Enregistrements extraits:
------------------------------

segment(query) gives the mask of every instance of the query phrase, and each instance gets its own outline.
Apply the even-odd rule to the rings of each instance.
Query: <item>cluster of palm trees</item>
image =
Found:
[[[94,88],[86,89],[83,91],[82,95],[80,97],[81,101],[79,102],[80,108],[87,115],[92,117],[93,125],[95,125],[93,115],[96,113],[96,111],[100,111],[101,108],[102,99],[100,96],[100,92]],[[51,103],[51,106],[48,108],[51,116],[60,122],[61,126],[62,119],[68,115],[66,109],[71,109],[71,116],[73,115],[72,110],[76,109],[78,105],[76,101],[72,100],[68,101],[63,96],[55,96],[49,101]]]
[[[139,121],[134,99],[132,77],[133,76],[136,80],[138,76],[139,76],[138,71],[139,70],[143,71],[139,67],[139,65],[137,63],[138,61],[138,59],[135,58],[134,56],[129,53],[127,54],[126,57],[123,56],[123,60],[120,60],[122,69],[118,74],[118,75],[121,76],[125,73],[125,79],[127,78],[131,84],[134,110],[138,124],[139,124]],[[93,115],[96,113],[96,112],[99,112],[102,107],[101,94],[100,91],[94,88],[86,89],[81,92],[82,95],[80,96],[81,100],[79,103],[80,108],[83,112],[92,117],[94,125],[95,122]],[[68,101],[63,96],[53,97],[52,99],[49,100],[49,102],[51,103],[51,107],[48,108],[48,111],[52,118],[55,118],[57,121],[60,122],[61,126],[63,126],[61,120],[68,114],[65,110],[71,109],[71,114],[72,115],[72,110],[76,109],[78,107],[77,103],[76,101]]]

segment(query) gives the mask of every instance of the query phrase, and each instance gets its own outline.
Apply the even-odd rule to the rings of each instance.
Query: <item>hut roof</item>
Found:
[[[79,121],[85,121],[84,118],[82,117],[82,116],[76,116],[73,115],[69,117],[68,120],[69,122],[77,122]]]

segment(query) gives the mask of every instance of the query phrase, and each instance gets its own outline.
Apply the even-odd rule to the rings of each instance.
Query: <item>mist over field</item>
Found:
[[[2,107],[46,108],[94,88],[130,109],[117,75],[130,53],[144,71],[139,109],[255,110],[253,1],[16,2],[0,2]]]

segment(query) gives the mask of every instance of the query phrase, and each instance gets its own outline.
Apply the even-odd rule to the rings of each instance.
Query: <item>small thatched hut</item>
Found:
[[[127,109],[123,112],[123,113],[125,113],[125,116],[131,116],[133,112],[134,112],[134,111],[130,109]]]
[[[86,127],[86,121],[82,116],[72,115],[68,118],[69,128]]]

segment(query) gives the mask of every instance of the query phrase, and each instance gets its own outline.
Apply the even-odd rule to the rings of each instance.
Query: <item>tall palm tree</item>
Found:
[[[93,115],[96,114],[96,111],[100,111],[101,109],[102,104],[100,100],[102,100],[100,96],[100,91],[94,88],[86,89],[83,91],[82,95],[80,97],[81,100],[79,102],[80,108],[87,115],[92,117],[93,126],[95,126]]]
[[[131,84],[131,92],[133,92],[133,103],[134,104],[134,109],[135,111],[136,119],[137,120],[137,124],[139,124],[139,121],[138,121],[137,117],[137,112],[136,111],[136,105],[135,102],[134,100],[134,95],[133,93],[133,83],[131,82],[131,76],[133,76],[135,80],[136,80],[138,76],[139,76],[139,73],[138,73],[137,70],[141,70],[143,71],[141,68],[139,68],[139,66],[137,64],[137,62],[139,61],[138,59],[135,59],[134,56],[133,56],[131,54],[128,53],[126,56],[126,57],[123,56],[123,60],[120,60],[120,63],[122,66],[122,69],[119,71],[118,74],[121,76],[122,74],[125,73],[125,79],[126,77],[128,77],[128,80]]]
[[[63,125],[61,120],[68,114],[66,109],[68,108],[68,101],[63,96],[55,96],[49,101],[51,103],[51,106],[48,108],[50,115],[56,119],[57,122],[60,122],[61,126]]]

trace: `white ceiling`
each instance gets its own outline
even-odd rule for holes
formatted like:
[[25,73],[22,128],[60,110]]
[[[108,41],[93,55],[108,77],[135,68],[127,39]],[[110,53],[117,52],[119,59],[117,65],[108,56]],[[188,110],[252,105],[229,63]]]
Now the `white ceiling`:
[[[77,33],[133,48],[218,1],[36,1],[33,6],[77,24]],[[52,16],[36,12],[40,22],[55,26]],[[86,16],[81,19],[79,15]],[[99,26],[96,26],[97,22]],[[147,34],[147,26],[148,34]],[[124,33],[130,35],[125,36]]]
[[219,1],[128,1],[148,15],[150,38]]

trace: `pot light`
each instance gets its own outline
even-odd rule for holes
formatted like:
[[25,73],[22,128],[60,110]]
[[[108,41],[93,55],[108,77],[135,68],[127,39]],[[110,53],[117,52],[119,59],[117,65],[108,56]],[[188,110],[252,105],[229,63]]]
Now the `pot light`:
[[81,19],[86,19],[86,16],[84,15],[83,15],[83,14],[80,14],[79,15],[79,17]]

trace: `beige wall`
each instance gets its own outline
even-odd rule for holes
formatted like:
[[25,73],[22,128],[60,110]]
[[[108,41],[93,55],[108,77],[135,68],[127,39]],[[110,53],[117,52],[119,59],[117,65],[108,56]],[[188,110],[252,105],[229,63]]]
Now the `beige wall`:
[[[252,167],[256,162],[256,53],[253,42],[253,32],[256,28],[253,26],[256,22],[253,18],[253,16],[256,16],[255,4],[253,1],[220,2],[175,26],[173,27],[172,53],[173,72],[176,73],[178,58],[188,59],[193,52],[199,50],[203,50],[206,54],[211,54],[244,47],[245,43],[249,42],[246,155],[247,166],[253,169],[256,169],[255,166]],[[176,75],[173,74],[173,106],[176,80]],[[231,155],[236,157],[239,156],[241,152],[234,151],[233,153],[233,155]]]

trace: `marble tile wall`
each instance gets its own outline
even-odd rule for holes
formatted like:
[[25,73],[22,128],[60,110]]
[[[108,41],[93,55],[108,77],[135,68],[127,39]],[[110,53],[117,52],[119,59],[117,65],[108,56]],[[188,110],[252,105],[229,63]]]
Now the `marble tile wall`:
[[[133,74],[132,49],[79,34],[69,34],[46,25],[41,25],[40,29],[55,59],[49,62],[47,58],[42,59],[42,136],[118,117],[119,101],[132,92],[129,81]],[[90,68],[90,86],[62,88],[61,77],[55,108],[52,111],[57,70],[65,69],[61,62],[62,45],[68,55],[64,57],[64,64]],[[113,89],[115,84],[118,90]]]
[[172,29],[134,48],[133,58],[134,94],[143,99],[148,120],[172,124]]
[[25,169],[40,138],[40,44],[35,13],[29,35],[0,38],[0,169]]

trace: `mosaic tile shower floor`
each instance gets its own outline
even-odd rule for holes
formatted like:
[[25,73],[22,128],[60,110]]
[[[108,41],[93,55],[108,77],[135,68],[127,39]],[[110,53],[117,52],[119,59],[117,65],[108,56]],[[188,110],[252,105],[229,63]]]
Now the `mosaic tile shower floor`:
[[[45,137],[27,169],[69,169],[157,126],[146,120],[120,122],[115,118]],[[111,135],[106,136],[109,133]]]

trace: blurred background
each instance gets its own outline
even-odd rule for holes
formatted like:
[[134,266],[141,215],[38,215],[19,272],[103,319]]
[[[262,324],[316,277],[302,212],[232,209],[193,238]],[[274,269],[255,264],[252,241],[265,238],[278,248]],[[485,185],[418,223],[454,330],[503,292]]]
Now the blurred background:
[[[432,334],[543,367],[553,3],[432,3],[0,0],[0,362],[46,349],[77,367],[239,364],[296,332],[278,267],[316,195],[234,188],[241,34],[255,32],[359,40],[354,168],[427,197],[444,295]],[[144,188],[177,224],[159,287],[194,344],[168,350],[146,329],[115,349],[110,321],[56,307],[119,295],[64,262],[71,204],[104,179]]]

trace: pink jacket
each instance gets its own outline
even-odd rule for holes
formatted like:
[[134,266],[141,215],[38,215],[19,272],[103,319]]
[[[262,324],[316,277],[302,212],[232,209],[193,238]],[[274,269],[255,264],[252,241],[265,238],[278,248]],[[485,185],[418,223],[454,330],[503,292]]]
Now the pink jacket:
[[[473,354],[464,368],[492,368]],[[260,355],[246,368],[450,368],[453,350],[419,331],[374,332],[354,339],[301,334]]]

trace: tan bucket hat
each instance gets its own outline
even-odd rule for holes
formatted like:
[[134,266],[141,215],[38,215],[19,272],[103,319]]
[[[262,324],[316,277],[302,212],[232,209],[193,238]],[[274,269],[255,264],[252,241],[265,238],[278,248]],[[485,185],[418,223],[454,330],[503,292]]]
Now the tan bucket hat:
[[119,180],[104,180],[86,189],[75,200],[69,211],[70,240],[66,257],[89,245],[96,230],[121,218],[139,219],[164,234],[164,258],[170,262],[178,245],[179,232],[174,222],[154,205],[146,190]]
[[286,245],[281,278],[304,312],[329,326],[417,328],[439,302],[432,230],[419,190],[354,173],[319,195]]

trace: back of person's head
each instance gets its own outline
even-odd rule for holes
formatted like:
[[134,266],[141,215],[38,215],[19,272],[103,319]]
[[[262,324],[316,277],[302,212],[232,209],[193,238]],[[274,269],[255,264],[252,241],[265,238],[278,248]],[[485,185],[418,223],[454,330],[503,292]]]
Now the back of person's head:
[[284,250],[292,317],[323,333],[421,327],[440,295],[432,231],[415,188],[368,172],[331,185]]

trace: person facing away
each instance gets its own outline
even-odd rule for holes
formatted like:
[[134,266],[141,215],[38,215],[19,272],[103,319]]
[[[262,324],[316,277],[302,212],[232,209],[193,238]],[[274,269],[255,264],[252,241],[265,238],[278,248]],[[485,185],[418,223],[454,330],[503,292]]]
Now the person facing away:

------------------------------

**OBJECTIF DE L'EXERCICE**
Mettez à jour les lignes des enregistrements, depuis celle qui contient « trace: pink jacket » jusqu'à celle qui contient « Now the pink », toutes deux comprises. Recopiez-les en remplaçant « pink jacket » par « red jacket », sans rien modifier d'autre.

**EXERCICE COMPLÉTÉ**
trace: red jacket
each instance gets its own outline
even-odd rule for holes
formatted like:
[[134,266],[141,215],[38,215],[19,272],[103,319]]
[[[262,324],[316,277],[302,212],[232,209],[193,238]],[[274,269],[255,264],[252,241],[265,238],[278,248]],[[485,185],[418,223],[454,330],[503,292]]]
Now the red jacket:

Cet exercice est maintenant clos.